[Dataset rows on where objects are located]
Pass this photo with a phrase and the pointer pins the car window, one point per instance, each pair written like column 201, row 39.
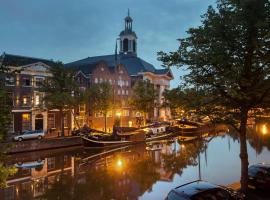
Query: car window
column 213, row 195
column 174, row 196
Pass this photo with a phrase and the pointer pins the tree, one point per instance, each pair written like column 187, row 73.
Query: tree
column 144, row 97
column 228, row 62
column 5, row 118
column 61, row 91
column 100, row 99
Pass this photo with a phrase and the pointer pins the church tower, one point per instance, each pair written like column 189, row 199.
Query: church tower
column 128, row 39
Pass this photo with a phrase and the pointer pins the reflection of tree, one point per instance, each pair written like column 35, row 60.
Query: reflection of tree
column 61, row 189
column 144, row 172
column 256, row 139
column 187, row 156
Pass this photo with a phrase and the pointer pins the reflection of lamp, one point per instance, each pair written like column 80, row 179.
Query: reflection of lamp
column 264, row 129
column 119, row 163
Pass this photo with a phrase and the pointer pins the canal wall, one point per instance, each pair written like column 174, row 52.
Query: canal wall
column 43, row 144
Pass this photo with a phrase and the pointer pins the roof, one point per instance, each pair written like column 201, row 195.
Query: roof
column 133, row 64
column 193, row 188
column 16, row 60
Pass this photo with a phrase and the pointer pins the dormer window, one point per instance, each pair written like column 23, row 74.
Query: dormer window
column 26, row 82
column 10, row 81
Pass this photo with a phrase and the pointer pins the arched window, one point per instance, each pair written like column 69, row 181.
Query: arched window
column 125, row 46
column 134, row 46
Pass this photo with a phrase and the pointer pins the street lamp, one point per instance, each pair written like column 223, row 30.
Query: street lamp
column 118, row 114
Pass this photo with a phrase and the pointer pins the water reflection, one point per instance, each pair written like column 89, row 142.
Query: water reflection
column 138, row 172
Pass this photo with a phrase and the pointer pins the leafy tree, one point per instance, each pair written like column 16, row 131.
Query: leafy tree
column 100, row 99
column 61, row 91
column 228, row 61
column 5, row 117
column 144, row 97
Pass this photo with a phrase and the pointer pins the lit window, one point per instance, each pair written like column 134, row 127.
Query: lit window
column 10, row 81
column 37, row 100
column 26, row 82
column 39, row 81
column 25, row 100
column 109, row 114
column 51, row 163
column 82, row 108
column 26, row 122
column 126, row 113
column 98, row 114
column 51, row 120
column 65, row 121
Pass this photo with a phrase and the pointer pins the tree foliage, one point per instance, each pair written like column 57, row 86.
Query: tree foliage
column 144, row 97
column 100, row 99
column 5, row 118
column 228, row 60
column 61, row 90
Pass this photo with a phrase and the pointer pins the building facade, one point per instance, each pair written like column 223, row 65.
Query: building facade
column 23, row 86
column 122, row 70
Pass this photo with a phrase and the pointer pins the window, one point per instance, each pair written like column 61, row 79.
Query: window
column 126, row 113
column 38, row 99
column 82, row 108
column 51, row 163
column 98, row 114
column 51, row 120
column 65, row 121
column 39, row 81
column 9, row 99
column 26, row 100
column 26, row 122
column 109, row 113
column 26, row 81
column 10, row 81
column 125, row 45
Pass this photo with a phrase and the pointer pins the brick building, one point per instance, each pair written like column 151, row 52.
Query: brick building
column 28, row 111
column 121, row 70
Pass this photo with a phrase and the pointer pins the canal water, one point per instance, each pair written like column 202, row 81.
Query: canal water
column 143, row 172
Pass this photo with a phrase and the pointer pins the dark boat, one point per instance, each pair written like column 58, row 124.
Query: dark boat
column 88, row 142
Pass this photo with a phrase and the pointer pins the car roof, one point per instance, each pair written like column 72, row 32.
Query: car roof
column 194, row 187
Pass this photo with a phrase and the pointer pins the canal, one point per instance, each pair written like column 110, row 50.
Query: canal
column 143, row 172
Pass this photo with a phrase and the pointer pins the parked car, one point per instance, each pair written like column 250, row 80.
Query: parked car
column 31, row 164
column 200, row 190
column 37, row 134
column 259, row 176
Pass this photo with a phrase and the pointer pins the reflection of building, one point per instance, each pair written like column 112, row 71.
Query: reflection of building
column 28, row 111
column 34, row 177
column 122, row 70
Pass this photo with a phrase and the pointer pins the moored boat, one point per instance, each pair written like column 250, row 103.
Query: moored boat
column 89, row 142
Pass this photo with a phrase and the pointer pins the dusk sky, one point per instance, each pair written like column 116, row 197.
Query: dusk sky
column 69, row 30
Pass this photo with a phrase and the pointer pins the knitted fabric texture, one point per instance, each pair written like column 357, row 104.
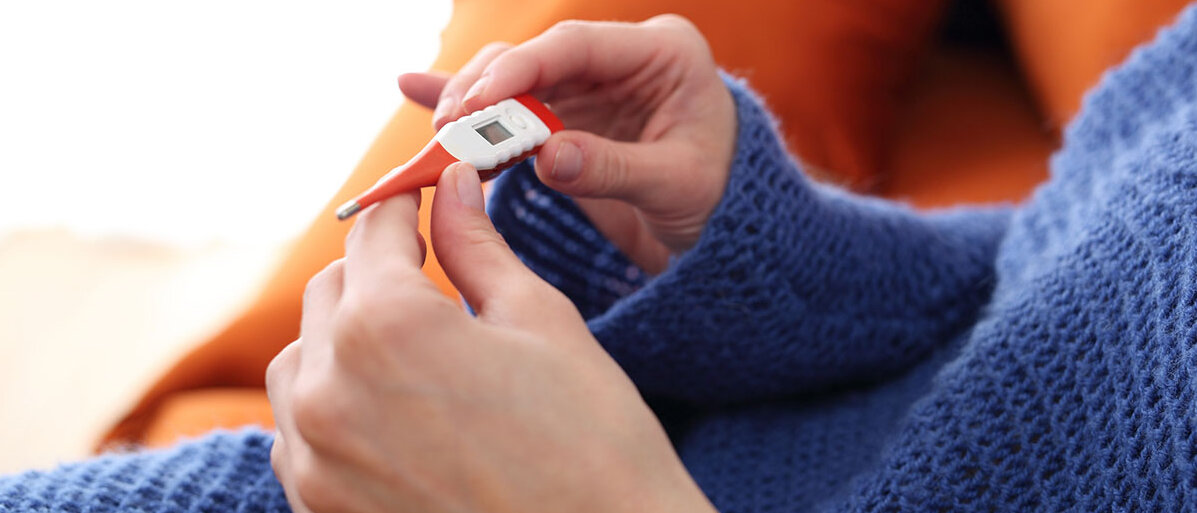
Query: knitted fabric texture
column 819, row 350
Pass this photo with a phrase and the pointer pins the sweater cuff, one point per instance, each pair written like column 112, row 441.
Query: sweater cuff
column 556, row 239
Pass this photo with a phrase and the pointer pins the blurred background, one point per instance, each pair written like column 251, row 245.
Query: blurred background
column 156, row 158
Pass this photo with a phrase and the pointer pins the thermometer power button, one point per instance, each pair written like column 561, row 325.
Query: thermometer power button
column 517, row 120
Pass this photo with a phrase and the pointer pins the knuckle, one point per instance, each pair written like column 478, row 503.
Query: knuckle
column 319, row 416
column 316, row 489
column 614, row 173
column 279, row 365
column 323, row 279
column 685, row 30
column 366, row 319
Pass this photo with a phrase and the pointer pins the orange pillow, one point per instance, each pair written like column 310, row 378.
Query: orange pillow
column 1064, row 46
column 830, row 68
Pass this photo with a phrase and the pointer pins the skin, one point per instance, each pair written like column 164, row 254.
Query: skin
column 644, row 105
column 394, row 399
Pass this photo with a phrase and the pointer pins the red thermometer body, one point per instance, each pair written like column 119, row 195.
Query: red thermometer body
column 491, row 140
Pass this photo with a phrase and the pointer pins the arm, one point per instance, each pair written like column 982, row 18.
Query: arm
column 791, row 286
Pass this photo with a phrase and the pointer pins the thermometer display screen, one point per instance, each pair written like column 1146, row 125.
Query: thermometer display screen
column 493, row 133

Set task: Retype every one of the rows above exactly as they appear, leaving out the pictures.

Exercise output:
Pass this photo with a phrase and the pointer pins the car window, one point per instance, each pair written like column 201, row 39.
Query: car window
column 213, row 195
column 174, row 196
Pass this photo with a phrase and the pointer pins the tree, one point per instance, each pair written like column 187, row 73.
Query: tree
column 144, row 97
column 228, row 62
column 5, row 118
column 61, row 91
column 100, row 99
Pass this photo with a phrase and the pointer pins the church tower, one point per instance, each pair written like column 189, row 199.
Query: church tower
column 128, row 39
Pass this photo with a phrase and the pointer pins the reflection of tree, one point per instance, each pair written like column 35, row 60.
Query: reflection of tree
column 61, row 189
column 144, row 172
column 256, row 139
column 187, row 156
Pass this photo with a phrase and the pointer pins the reflection of lamp, one point per instance, each pair written like column 80, row 179.
Query: reflection of lamp
column 264, row 129
column 119, row 163
Pass this photo with a phrase and the pointer pins the canal wall, one point per instance, each pair written like column 174, row 52.
Query: canal wall
column 43, row 144
Pass this photo with a phrase and the pointer pins the roof, one point per instance, each pair written like column 201, row 195.
Query: roof
column 133, row 64
column 193, row 188
column 16, row 60
Pass this photo with a phrase and the pointer pins the dormer window, one point per instance, each pair written like column 23, row 74.
Query: dormer window
column 26, row 82
column 10, row 81
Pass this photo with a phrase and the pointer pins the arched window, one point per instance, each pair written like column 69, row 181.
Query: arched window
column 125, row 46
column 134, row 46
Pass this photo with a phrase and the pointer pins the street lamp, one point per instance, each pair written like column 223, row 30.
Query: street lamp
column 118, row 114
Pass this photo with a phrase and the pointer pins the water reflection, one point per instance, each pair written like column 89, row 142.
Query: water reflection
column 138, row 172
Pass this photo with a phrase and the pointer pins the leafy tree, one point per instance, each pair written like column 16, row 131.
Query: leafy tree
column 100, row 99
column 61, row 91
column 228, row 61
column 5, row 117
column 144, row 97
Pass this photo with a phrase and the pointer pins the lit window, one point per instance, each pair written like column 134, row 127.
Query: lit window
column 10, row 81
column 37, row 100
column 26, row 82
column 39, row 81
column 25, row 100
column 109, row 114
column 51, row 163
column 82, row 108
column 26, row 122
column 126, row 113
column 98, row 114
column 51, row 120
column 65, row 121
Pass this photo with a phrase and the pointer pins the tree foliage, one point per instance, each pair written like column 57, row 86.
Query: tree foliage
column 144, row 97
column 100, row 99
column 5, row 118
column 228, row 60
column 61, row 90
Pass this photo with a phrase and the pointer pins the building facade, one point per instance, each pair written like column 223, row 65.
Query: building facade
column 23, row 86
column 122, row 70
Pass this photo with a phrase and the pointer pins the window, one point per instance, each pair written like column 61, row 79.
Query: window
column 126, row 113
column 38, row 99
column 82, row 108
column 51, row 163
column 98, row 114
column 51, row 120
column 65, row 121
column 39, row 81
column 9, row 99
column 26, row 100
column 26, row 122
column 109, row 113
column 26, row 81
column 10, row 81
column 125, row 45
Pass this photo with a phrase and the pointer pins the brick building, one point per instance, each pair written like column 151, row 52.
Query: brick building
column 28, row 111
column 121, row 70
Pass this photo with a phrase and the pointer pins the canal water, one point per instance, each pair written like column 202, row 81.
Query: canal water
column 143, row 172
Pass this photo with a phrase and the pointer pins the dark boat, one point per instance, each pair written like column 58, row 124.
Query: dark boat
column 88, row 142
Pass this photo with a phrase and the pointer pins the car roof, one point per instance, each pair written like column 72, row 32.
Query: car roof
column 194, row 187
Pass this photo with a phrase and the pointer pins the canal, one point per instance, each pair written like column 110, row 50.
Query: canal
column 143, row 172
Pass this photo with a phrase and the pointer pins the parked car, one point per instance, each pair written like column 250, row 80.
Query: parked car
column 31, row 164
column 200, row 190
column 37, row 134
column 259, row 176
Pass this photo with a phrase and the pointer pins the reflection of building, one point per instance, each pair written like column 112, row 71.
Query: reflection of building
column 28, row 111
column 34, row 177
column 122, row 70
Pass this photo with a phrase and the pointer pins the moored boat, one point per instance, each pair written like column 250, row 103.
Query: moored boat
column 89, row 142
Pass this photo with a phrase and the pointer pins the dusk sky, one point per instance, each pair written like column 116, row 197.
Query: dusk sky
column 69, row 30
Pass this photo with a phrase and the pointer pins the knitted fabric texture, one point per instance, each pair written like column 357, row 104.
Query: knitted fabric texture
column 819, row 350
Pass this photo with a phrase and the pointer pins the sweater cuff, one point per instance, each pair written like column 112, row 441.
Query: sweater cuff
column 556, row 239
Pass this photo with a phrase and the pointer pins the blurred background, one point per instance, each pair written like column 251, row 245.
Query: blurred background
column 156, row 158
Pass this photo with a phrase and the pointer pins the thermometer power button, one point per instance, each pair written like column 561, row 325.
Query: thermometer power button
column 517, row 120
Pass this photo with a phrase and the pointer pins the knuckle, one point per instance, each pair written like column 478, row 503.
Query: knuckle
column 319, row 416
column 316, row 489
column 614, row 173
column 279, row 365
column 323, row 279
column 685, row 30
column 366, row 319
Pass this photo with a phrase and the pointer pins the orange pillow, one point per instance, each pair written like column 310, row 378.
Query: orange pillow
column 1064, row 46
column 830, row 68
Pass this photo with a phrase and the pointer pins the skin, one point per instance, each pair written like column 164, row 254.
Query: skin
column 644, row 105
column 394, row 399
Pass this photo with a phrase and the pointer pins the red thermometer body, one point per instance, each pair written like column 119, row 195.
Query: red thermometer body
column 491, row 140
Pass this photo with a phrase and the pointer pins the arm, one point per instance, each pair written like column 982, row 18.
Query: arm
column 791, row 286
Pass this photo with a phrase and the pointer pins the thermometer display screen, one point per instance, each pair written like column 1146, row 125.
Query: thermometer display screen
column 493, row 133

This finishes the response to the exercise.